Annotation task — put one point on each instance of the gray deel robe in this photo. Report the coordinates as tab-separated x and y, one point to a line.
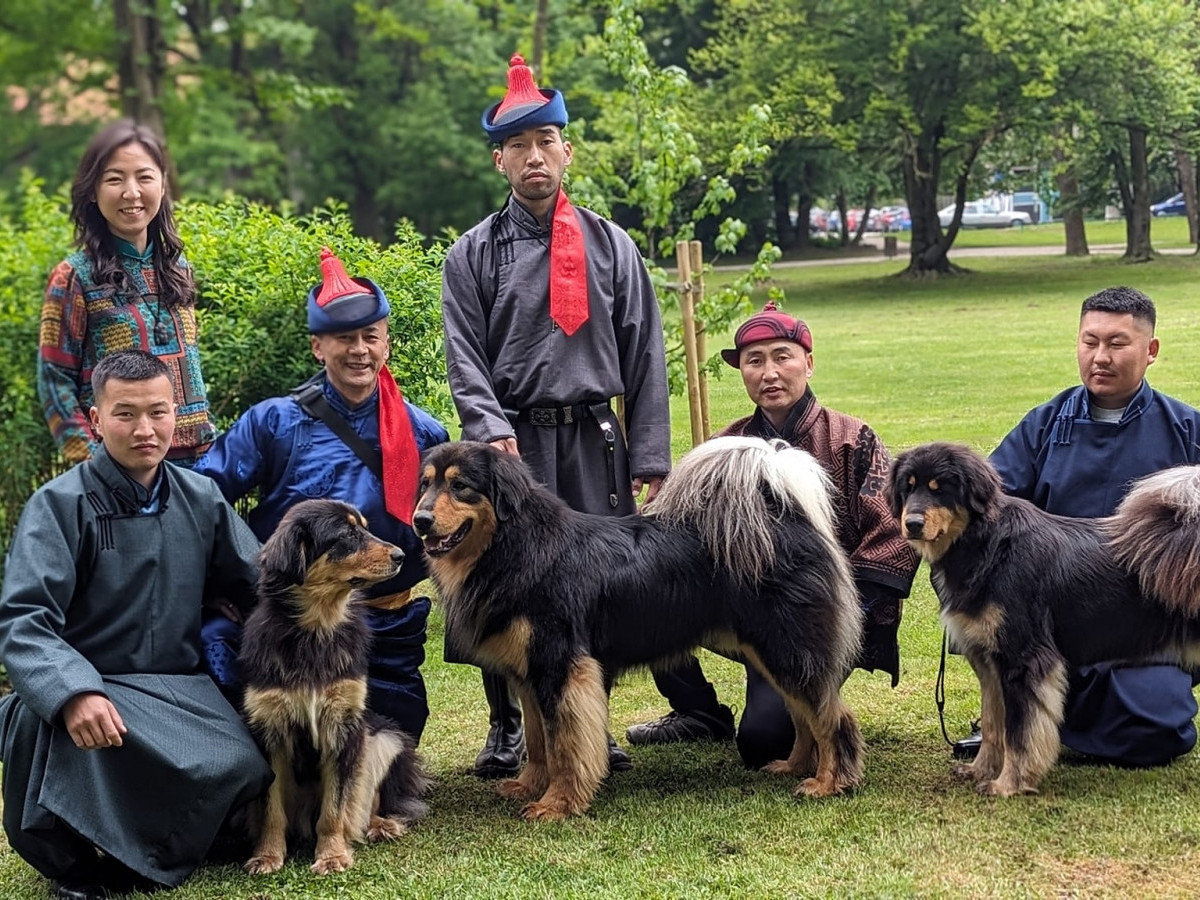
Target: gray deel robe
97	598
504	353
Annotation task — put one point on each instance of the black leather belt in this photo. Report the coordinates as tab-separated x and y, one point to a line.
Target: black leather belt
551	417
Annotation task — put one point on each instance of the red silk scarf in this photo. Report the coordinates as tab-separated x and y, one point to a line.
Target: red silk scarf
401	459
568	269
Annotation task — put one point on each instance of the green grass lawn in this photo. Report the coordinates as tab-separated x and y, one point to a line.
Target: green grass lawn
1165	232
959	359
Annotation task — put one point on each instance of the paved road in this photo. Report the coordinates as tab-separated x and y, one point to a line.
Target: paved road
876	243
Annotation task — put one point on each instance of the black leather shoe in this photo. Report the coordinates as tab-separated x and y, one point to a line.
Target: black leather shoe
677	727
969	748
504	749
79	891
618	757
503	753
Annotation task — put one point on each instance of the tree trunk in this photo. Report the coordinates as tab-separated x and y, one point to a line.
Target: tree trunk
785	233
141	66
1188	181
864	217
843	225
804	211
540	24
1138	249
922	171
1072	214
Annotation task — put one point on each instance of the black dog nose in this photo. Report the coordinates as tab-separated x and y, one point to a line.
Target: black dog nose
423	522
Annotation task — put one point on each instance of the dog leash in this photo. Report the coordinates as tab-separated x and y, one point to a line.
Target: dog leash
940	688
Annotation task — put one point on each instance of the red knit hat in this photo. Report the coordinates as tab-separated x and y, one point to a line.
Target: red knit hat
771	324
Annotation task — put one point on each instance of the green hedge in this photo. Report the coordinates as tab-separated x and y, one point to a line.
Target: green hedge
253	268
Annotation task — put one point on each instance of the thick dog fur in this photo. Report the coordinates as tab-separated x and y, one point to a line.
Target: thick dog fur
1025	594
304	661
741	556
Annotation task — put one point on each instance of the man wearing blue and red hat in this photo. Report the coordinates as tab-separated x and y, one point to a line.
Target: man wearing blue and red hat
347	435
774	354
550	313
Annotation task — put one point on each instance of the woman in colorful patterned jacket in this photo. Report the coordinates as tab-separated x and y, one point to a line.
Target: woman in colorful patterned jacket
127	286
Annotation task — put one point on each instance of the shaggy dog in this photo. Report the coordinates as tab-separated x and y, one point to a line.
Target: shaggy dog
739	556
1025	594
304	661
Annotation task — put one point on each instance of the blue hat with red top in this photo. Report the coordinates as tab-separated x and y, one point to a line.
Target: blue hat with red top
523	107
341	303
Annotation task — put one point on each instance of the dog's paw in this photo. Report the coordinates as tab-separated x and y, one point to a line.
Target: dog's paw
514	789
816	787
965	772
331	863
385	829
263	864
779	767
543	813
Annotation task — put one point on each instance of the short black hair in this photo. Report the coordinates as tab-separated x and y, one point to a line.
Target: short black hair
1122	299
127	366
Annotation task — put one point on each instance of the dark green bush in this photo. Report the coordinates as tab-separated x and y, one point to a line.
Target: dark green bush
253	268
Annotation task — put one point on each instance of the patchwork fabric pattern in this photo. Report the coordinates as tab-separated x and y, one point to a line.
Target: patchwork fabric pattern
82	322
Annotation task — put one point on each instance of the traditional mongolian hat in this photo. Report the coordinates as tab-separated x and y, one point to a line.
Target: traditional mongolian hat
341	303
771	324
525	106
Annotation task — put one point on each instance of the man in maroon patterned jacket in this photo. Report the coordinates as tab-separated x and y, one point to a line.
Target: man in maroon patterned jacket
774	354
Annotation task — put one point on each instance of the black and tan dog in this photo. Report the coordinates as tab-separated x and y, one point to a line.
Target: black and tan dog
304	663
1025	594
739	556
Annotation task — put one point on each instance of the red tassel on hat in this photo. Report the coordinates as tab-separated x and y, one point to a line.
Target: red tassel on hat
568	269
401	459
335	282
523	95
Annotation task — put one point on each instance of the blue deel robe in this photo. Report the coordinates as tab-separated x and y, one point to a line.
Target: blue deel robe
100	597
289	456
1072	465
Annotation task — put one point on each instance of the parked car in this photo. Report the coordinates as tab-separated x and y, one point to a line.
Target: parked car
1170	207
979	214
894	219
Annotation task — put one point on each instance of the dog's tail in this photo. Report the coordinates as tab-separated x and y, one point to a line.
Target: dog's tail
726	489
1156	535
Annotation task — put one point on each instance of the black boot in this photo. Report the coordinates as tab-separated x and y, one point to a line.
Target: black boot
504	750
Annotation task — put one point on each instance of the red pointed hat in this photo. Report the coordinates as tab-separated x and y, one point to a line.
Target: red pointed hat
771	324
341	303
525	106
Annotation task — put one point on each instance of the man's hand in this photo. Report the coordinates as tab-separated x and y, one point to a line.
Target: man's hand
228	609
93	721
652	485
507	445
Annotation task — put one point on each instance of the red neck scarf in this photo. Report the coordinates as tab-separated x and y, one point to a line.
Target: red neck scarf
401	459
568	269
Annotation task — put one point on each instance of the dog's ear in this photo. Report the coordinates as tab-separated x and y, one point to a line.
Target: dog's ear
895	478
511	485
982	483
287	552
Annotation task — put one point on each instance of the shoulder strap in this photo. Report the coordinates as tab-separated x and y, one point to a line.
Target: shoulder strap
311	399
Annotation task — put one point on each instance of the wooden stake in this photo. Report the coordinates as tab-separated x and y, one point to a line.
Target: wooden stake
697	299
688	313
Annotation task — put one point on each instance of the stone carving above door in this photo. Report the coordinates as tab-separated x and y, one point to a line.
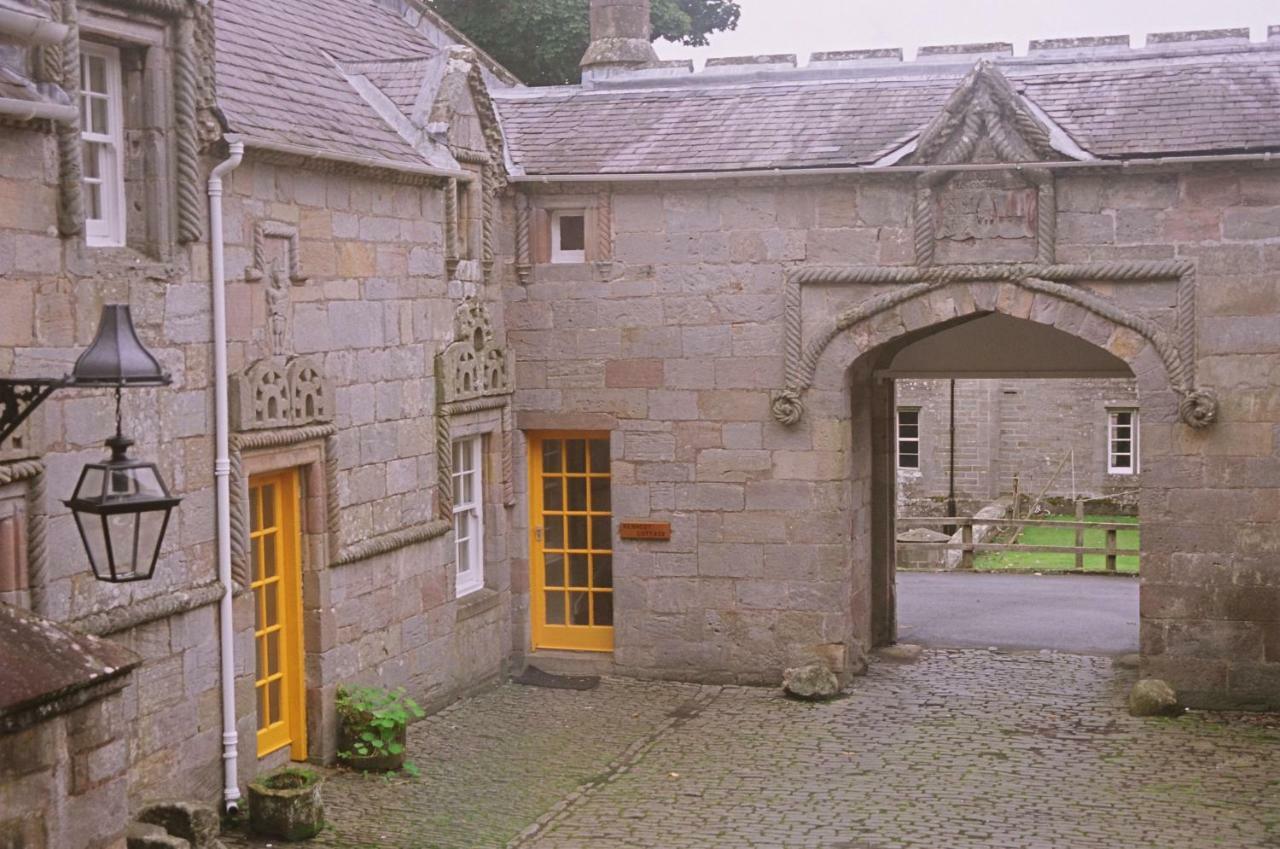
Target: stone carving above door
474	365
279	392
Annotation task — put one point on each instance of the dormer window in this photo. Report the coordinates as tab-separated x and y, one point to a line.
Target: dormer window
568	236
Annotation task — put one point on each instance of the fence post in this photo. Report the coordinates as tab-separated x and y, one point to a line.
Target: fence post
1079	535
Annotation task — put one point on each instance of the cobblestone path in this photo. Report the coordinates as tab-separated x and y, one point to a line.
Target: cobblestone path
963	749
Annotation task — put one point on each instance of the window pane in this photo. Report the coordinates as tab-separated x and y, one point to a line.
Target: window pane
92	160
579	608
554	530
552	455
274	701
553	566
97	115
576	493
95	74
272	603
600	502
269	506
273	652
94	201
602	566
572	232
577	532
599	456
577	570
269	558
554	607
603	608
576	451
552	493
602	533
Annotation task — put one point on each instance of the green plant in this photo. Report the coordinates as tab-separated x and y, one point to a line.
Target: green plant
375	721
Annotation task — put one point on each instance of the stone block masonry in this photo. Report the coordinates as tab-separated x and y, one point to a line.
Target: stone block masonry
680	348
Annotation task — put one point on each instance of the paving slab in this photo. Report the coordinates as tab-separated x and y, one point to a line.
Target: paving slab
965	749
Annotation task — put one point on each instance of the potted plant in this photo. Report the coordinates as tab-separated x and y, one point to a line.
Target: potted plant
371	727
286	804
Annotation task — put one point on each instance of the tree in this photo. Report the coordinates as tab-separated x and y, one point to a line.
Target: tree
542	41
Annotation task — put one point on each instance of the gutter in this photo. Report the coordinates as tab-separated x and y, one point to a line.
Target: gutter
32	30
347	159
32	109
222	475
659	177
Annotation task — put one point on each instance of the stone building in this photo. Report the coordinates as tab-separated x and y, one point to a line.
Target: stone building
472	329
1051	438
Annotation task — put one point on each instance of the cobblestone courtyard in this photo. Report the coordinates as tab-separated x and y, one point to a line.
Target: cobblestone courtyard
964	748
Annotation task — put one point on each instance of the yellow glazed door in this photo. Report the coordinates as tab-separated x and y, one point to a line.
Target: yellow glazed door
275	549
572	541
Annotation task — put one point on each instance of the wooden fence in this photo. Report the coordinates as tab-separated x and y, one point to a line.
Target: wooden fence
968	547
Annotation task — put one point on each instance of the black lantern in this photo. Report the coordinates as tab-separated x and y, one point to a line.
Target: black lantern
122	506
122	510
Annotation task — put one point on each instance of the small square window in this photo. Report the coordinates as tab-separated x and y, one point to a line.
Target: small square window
568	236
469	514
1123	442
909	438
103	149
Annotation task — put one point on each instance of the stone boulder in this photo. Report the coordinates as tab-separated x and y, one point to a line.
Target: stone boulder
1152	697
196	824
813	683
145	835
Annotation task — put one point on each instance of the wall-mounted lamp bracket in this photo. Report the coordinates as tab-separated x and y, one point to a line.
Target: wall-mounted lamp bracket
19	398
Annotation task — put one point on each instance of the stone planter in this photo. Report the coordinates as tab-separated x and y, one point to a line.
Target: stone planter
286	804
348	731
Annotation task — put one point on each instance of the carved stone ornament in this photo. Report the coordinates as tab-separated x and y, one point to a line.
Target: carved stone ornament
280	393
1175	346
474	365
264	231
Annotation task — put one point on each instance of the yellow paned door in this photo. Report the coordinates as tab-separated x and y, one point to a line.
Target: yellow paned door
572	542
277	583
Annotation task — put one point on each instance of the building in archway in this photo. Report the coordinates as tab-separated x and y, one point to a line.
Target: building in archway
488	342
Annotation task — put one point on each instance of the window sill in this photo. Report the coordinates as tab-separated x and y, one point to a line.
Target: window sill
476	602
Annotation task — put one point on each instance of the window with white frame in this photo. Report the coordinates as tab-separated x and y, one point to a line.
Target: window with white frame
909	438
103	145
568	236
469	514
1123	442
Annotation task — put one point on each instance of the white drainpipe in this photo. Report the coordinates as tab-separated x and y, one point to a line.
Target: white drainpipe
223	474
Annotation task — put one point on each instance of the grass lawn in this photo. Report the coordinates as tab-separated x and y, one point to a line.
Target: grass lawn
1046	562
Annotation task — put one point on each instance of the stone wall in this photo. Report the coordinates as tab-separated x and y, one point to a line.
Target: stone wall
63	783
374	309
1006	428
677	343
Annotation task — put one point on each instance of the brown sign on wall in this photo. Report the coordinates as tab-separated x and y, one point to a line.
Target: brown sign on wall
652	530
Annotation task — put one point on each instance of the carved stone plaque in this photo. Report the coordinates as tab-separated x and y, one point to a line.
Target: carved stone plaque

————

Problem details: Rewrite the entries from the line containing "the stone wall" through the end of the entries, swapping "tab-separated" for "space-separated" and leaving everything else unchanged.

Complete output:
Annotation task — put one point on each instance of the stone wall in this photo. Report the coordinates as space-separated x and y, one point to a line.
Target: stone wall
63	783
374	309
1006	428
677	343
Annotation task — put one point on each instance of the brown sign on wall in this photo. Report the coordinates as space-separated x and y, one point to a line.
Target: brown sign on wall
652	530
Annotation task — put one point on each instance of the carved stone plaque in this photo. Report the coordinates as space-separated x and y, one point to a line.
Target: carved stone plaque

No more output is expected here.